**Exercise aim**
Nothing may be left out, so copy every entry exactly.

**Natural-language object grounding data**
______________________________

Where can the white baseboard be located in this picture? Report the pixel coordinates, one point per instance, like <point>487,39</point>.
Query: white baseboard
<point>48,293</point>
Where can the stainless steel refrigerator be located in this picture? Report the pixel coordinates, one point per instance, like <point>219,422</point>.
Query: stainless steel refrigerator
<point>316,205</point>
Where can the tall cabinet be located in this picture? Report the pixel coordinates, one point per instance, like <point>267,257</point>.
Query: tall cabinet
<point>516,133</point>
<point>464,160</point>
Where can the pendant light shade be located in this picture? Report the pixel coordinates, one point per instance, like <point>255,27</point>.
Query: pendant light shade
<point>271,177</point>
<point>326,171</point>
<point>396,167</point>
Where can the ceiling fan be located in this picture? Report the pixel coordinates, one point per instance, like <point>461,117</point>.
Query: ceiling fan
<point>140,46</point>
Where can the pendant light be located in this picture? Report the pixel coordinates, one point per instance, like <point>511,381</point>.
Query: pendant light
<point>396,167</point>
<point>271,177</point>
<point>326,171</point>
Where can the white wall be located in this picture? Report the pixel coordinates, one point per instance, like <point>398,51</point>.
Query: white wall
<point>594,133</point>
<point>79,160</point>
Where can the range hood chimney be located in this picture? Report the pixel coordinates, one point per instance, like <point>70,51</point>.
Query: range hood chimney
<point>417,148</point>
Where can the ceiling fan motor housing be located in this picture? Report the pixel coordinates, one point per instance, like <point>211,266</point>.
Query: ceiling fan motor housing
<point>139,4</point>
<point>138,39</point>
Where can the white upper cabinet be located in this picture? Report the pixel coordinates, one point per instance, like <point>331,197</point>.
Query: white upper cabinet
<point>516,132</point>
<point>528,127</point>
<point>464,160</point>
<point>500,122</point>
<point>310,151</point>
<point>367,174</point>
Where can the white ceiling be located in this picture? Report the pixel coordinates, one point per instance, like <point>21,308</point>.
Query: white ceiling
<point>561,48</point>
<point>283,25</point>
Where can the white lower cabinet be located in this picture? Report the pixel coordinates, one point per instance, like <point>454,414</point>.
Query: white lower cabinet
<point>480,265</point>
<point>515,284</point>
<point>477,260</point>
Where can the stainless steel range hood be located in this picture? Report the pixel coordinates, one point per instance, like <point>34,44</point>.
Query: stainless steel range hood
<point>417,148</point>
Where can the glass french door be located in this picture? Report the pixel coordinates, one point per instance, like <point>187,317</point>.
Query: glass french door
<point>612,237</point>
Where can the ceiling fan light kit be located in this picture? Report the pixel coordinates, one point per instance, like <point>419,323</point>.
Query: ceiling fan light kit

______________________________

**Expected output**
Where can the white baseboard be located in this picture? Report the pixel coordinates, one point per instance, like <point>487,39</point>.
Query: white baseboard
<point>48,293</point>
Where can the stainless steel refrigerator be located in this picture? Report the pixel coordinates, one point per instance, like <point>219,422</point>.
Query: stainless steel refrigerator
<point>316,205</point>
Where can the tall cabinet be located in this picture? Report the pixel coordinates, one point per instance, like <point>267,257</point>.
Query: tall cabinet
<point>516,133</point>
<point>464,160</point>
Where can the pendant light shade be located in this picture? Report the pixel coordinates, one point per instance, like <point>255,27</point>.
Query: pendant light shade
<point>271,177</point>
<point>326,171</point>
<point>396,167</point>
Where can the ceiling fan be located in this picture? Report the pixel coordinates, one point per instance, like <point>461,117</point>.
Query: ceiling fan
<point>140,46</point>
Where can the pendant light be located in this picture? Report the pixel coordinates, one point per instance, like <point>511,381</point>.
Query: pendant light
<point>396,167</point>
<point>271,177</point>
<point>326,171</point>
Where can the white wall be located in this picture? Report the pixel coordinates, one point per instance, like <point>398,51</point>.
Query: white wall
<point>594,133</point>
<point>79,160</point>
Where can the range hood chimney be located in this picture? Report the pixel coordinates, one point per instance, like <point>70,51</point>.
Query: range hood chimney
<point>417,148</point>
Where can the ceiling fan motor housing be located in this picture? Report the pixel coordinates, one point per instance, like <point>211,266</point>.
Query: ceiling fan motor housing
<point>139,4</point>
<point>138,39</point>
Where can the white upper cabinet be located in this picture? Report the pixel coordinates, one point per instance, like <point>331,197</point>.
Query: white upper cabinet
<point>516,132</point>
<point>528,127</point>
<point>464,160</point>
<point>500,122</point>
<point>310,151</point>
<point>367,174</point>
Where can the white ceiling be located in this picture? Report the pixel coordinates, one point per instance, like <point>21,308</point>.
Query: white ceiling
<point>561,48</point>
<point>283,25</point>
Where can the white lower cabinet be located in this picture? Report the pixel coordinates, one point per instance, like <point>454,414</point>.
Query: white lower cabinet
<point>480,265</point>
<point>515,284</point>
<point>477,260</point>
Where can the stainless steel range hood be located in this picture? Report the pixel coordinates, one point per instance, like <point>34,44</point>.
Query: stainless steel range hood
<point>417,148</point>
Where can the glass french door be located in this picture? Report the pixel coordinates, one point per instance, like <point>187,317</point>.
Query: glass french door
<point>612,237</point>
Where can the ceiling fan light kit be located in this picture? Report the pixel coordinates, one point per instance, like <point>419,323</point>.
Query: ceiling fan light kit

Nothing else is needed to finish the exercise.